- GIVEN REQUEST -
Return the lines that run from the line containing "Would you mind annotating the white yard" through the end of the entries, both ends included. Leave out all pictures.

Records
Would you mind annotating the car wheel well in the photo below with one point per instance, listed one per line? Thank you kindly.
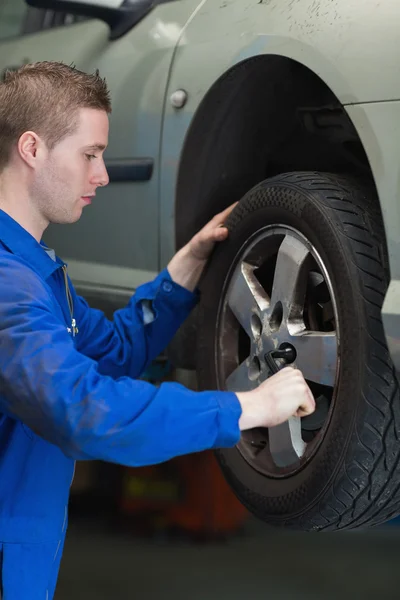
(265, 116)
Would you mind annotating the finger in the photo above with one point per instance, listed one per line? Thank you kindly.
(306, 408)
(222, 216)
(221, 234)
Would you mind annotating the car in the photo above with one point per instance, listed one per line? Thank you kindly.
(291, 108)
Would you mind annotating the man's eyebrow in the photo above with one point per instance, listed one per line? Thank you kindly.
(99, 147)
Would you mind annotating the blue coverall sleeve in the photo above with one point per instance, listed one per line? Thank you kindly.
(126, 345)
(60, 394)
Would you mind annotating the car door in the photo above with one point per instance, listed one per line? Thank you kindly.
(115, 245)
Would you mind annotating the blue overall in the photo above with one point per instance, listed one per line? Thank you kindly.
(68, 392)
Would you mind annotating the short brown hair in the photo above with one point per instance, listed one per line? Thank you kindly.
(44, 97)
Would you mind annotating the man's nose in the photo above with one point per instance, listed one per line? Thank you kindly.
(101, 177)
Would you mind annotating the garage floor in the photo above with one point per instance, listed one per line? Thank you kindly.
(260, 564)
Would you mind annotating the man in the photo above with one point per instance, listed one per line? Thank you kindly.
(67, 375)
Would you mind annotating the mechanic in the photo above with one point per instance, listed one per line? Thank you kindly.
(68, 376)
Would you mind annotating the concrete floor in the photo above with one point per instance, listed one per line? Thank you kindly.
(99, 564)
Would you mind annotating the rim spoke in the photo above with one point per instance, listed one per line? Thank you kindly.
(285, 442)
(246, 296)
(317, 356)
(290, 283)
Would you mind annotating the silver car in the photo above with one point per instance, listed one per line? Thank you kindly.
(292, 108)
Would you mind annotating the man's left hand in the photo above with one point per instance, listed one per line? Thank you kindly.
(188, 263)
(202, 244)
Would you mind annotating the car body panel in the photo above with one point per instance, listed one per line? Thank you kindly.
(121, 228)
(129, 232)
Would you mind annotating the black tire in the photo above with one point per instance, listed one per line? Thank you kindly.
(353, 479)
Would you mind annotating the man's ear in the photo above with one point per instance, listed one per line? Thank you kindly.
(30, 148)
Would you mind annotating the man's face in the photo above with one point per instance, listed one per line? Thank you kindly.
(68, 175)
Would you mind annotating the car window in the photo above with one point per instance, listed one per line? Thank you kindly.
(12, 17)
(17, 18)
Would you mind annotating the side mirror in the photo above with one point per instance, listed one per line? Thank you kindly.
(120, 15)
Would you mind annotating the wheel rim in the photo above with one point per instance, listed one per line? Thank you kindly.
(279, 292)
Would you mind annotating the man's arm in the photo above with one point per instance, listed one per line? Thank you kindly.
(60, 394)
(143, 329)
(139, 332)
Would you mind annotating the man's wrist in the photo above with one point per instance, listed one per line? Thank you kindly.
(246, 402)
(186, 269)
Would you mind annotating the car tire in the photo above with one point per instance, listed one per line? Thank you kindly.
(347, 475)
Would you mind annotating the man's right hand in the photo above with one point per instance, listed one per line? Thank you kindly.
(281, 396)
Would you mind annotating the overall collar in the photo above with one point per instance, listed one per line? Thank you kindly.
(23, 244)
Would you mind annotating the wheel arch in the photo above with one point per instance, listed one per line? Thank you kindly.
(266, 115)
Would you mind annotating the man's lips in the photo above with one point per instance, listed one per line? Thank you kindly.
(87, 199)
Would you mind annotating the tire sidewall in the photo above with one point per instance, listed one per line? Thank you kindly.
(273, 203)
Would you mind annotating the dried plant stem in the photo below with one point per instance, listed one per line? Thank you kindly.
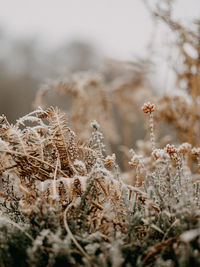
(20, 228)
(35, 158)
(152, 135)
(72, 236)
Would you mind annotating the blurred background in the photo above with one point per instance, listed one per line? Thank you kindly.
(47, 39)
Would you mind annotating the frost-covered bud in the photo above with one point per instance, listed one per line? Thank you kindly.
(159, 154)
(196, 151)
(135, 158)
(184, 148)
(110, 160)
(95, 125)
(170, 149)
(148, 107)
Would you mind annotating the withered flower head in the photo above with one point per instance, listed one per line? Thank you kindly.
(148, 107)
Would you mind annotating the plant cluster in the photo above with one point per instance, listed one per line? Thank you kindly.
(64, 199)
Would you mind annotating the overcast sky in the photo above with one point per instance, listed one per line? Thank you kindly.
(120, 28)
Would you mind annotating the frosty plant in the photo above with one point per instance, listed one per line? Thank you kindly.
(149, 108)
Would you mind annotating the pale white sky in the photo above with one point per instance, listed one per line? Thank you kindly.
(120, 28)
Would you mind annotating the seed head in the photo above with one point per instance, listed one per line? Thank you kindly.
(148, 107)
(196, 151)
(170, 149)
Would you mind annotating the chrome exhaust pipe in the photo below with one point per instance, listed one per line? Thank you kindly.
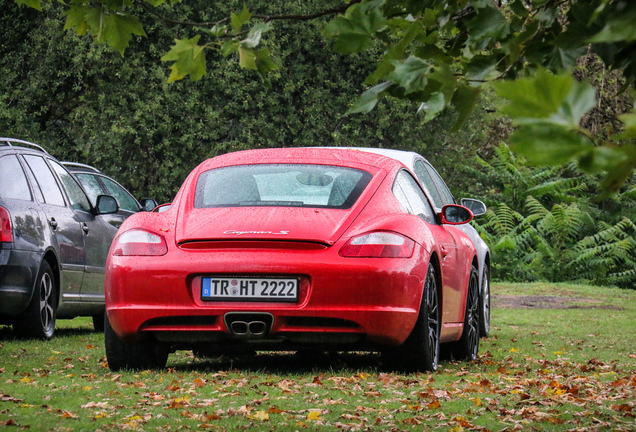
(244, 325)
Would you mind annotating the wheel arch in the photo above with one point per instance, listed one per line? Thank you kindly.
(53, 262)
(435, 262)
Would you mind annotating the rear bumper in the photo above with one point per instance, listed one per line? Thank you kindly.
(347, 301)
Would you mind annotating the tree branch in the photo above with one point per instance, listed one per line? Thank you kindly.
(334, 11)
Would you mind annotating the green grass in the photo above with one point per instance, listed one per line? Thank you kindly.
(571, 367)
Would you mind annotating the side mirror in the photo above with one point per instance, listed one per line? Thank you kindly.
(162, 208)
(477, 207)
(148, 204)
(106, 204)
(454, 214)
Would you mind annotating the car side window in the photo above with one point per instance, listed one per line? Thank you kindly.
(46, 180)
(125, 200)
(79, 200)
(408, 191)
(447, 196)
(13, 180)
(424, 176)
(91, 186)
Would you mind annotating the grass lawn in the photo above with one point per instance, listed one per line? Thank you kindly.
(560, 357)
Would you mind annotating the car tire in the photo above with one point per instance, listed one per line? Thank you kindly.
(38, 321)
(98, 322)
(484, 304)
(141, 355)
(421, 350)
(467, 347)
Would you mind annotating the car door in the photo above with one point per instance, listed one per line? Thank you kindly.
(94, 187)
(64, 224)
(453, 258)
(98, 235)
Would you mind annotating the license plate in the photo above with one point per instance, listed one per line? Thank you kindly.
(249, 289)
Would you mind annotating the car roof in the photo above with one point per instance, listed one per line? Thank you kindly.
(406, 157)
(326, 155)
(79, 167)
(13, 143)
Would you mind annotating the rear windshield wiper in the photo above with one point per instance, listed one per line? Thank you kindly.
(272, 203)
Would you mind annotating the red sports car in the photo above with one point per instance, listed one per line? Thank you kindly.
(293, 249)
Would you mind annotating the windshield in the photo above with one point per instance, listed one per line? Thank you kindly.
(281, 185)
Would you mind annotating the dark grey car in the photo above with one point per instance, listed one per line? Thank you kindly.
(95, 183)
(53, 242)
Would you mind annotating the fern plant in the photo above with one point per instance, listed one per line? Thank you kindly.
(545, 224)
(609, 256)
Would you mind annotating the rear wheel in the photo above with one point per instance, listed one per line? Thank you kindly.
(38, 321)
(421, 349)
(484, 304)
(467, 347)
(141, 355)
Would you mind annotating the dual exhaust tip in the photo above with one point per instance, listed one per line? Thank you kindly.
(249, 325)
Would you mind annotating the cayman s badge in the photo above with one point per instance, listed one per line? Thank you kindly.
(239, 233)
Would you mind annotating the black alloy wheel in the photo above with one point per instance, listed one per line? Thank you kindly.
(467, 347)
(421, 350)
(38, 321)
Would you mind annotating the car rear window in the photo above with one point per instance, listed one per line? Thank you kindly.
(281, 185)
(12, 178)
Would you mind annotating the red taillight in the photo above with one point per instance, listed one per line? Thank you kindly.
(379, 244)
(6, 233)
(140, 243)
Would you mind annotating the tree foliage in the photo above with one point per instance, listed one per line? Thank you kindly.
(86, 103)
(543, 224)
(437, 54)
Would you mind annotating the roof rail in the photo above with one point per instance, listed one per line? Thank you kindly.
(79, 165)
(13, 141)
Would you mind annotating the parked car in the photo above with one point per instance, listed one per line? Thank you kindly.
(53, 242)
(293, 249)
(440, 195)
(96, 183)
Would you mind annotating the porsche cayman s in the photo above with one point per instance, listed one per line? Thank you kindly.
(293, 249)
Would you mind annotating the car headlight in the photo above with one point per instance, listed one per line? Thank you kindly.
(378, 244)
(138, 242)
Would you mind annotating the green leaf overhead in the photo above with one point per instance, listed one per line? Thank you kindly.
(35, 4)
(431, 52)
(188, 58)
(411, 74)
(534, 98)
(354, 31)
(367, 101)
(548, 144)
(114, 29)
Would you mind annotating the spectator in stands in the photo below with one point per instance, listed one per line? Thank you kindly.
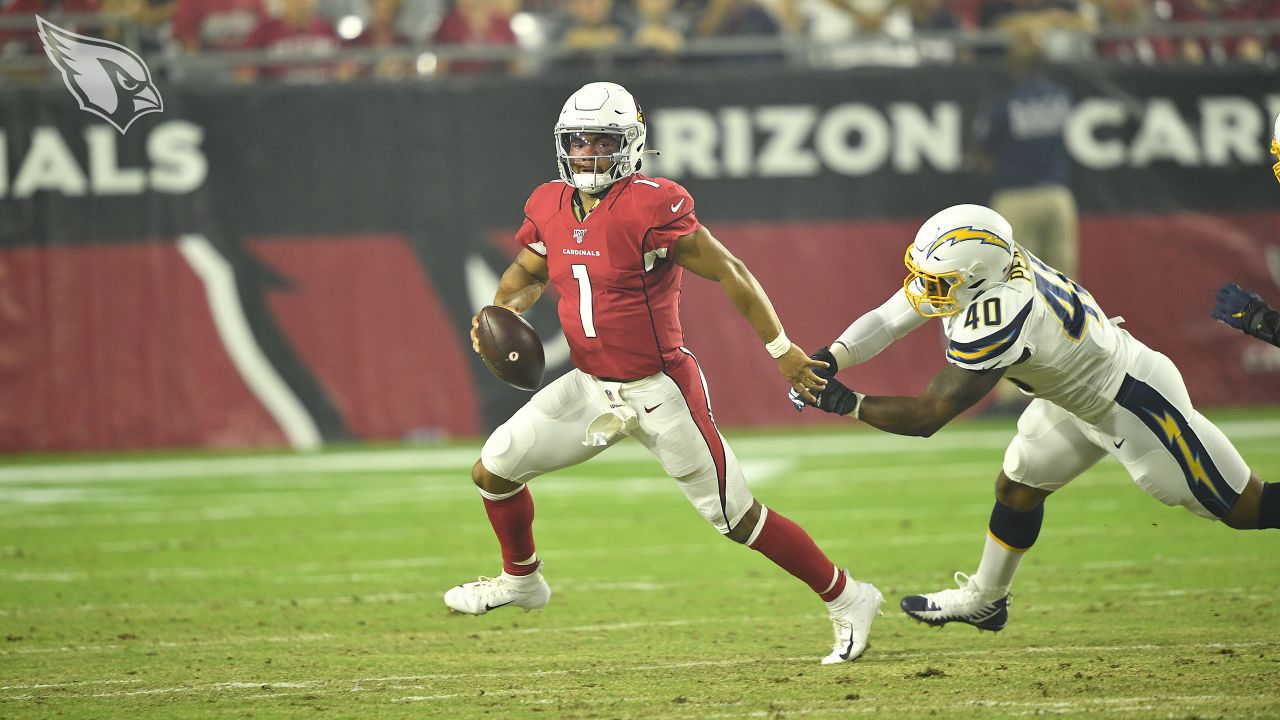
(383, 32)
(589, 31)
(476, 23)
(216, 24)
(1249, 48)
(740, 18)
(1054, 23)
(877, 26)
(300, 33)
(1130, 17)
(661, 31)
(1018, 140)
(931, 16)
(928, 17)
(23, 40)
(152, 19)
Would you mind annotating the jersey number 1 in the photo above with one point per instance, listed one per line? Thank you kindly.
(584, 299)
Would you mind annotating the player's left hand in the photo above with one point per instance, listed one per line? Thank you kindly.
(804, 373)
(835, 399)
(1234, 305)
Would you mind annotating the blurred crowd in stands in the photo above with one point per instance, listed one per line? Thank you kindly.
(316, 40)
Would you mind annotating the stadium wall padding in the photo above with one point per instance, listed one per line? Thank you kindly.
(298, 265)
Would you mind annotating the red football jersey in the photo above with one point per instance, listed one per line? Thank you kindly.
(618, 286)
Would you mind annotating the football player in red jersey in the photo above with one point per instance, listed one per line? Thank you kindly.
(615, 245)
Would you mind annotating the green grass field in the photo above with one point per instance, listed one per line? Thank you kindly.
(277, 586)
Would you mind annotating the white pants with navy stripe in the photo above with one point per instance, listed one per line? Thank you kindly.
(675, 424)
(1171, 451)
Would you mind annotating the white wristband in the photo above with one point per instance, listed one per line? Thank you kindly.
(778, 346)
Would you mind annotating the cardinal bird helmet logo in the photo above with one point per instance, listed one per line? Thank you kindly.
(106, 78)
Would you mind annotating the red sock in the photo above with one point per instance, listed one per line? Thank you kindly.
(512, 519)
(792, 550)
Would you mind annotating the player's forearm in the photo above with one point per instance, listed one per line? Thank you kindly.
(745, 292)
(876, 331)
(901, 415)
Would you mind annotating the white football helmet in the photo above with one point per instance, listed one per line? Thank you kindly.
(958, 254)
(600, 108)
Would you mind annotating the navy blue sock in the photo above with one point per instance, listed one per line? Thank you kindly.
(1018, 531)
(1269, 507)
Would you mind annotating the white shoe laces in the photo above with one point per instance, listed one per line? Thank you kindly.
(489, 587)
(968, 595)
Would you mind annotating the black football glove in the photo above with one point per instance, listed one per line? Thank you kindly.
(823, 355)
(1237, 306)
(836, 399)
(827, 373)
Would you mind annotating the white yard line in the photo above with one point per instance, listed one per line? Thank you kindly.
(324, 686)
(799, 443)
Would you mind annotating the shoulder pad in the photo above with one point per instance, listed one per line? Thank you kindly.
(659, 199)
(547, 199)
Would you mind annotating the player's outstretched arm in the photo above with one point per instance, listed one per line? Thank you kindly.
(521, 285)
(952, 391)
(703, 255)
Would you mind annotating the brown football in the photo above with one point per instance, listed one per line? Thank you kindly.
(510, 347)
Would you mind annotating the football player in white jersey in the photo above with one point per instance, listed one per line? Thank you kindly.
(1098, 391)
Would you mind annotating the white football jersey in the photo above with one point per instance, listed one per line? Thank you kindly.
(1051, 335)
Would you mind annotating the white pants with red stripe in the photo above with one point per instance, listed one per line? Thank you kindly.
(675, 424)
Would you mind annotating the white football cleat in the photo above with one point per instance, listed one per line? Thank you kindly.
(853, 623)
(967, 604)
(529, 592)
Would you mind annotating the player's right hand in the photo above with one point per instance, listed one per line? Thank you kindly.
(1234, 305)
(805, 374)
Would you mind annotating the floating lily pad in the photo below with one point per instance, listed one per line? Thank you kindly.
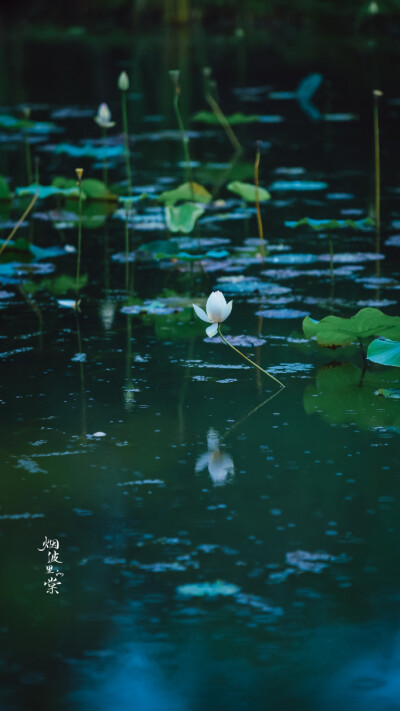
(45, 191)
(334, 331)
(209, 590)
(282, 313)
(183, 218)
(327, 225)
(234, 120)
(248, 192)
(385, 352)
(185, 192)
(298, 185)
(90, 150)
(249, 285)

- TASK ANSWER -
Would you mind annotating the white yard line in the photo above with one point per instance, listed one per line? Thank you kindly.
(324, 686)
(799, 443)
Would you mind annotating the shoulder pad in the photo above with one point per instance, listed one per line? Thank you kindly.
(659, 199)
(547, 199)
Would you mind annotating the player's outstretched arm in the photo above with one point per instance, listed one per line? Thank you kindly.
(521, 285)
(952, 391)
(703, 255)
Would you mind annotating the brown football in the photo above with one point per instance, listed one per line? Thank you kindly.
(510, 347)
Would you mind annotating the football player in white jersey in the photo above with one point per instance, listed one per line? Thank you kindly.
(1098, 391)
Would you mind annotating the white football jersey in the photo above with one point per instance, listed one per line? Thank you kindly.
(1051, 335)
Would you mind annotating the white pants with red stripe in the photo above with one point per instance, listed one per line? Thank you kindly.
(675, 424)
Would you mind annotating the white football cleat in the photo above with one point per instance, listed one per line? Thank you kindly.
(853, 623)
(967, 604)
(529, 592)
Would you mind annotating the player's right hand in the photo above with one point per instance, listed one per line? Thank you kindly.
(1234, 305)
(805, 374)
Would you mind annotating the floating lily pad in the photo below with one point per instance, listed one per line? Thank you kindly.
(45, 191)
(334, 331)
(209, 590)
(282, 313)
(183, 218)
(327, 225)
(234, 120)
(248, 192)
(385, 352)
(185, 192)
(298, 185)
(90, 150)
(249, 285)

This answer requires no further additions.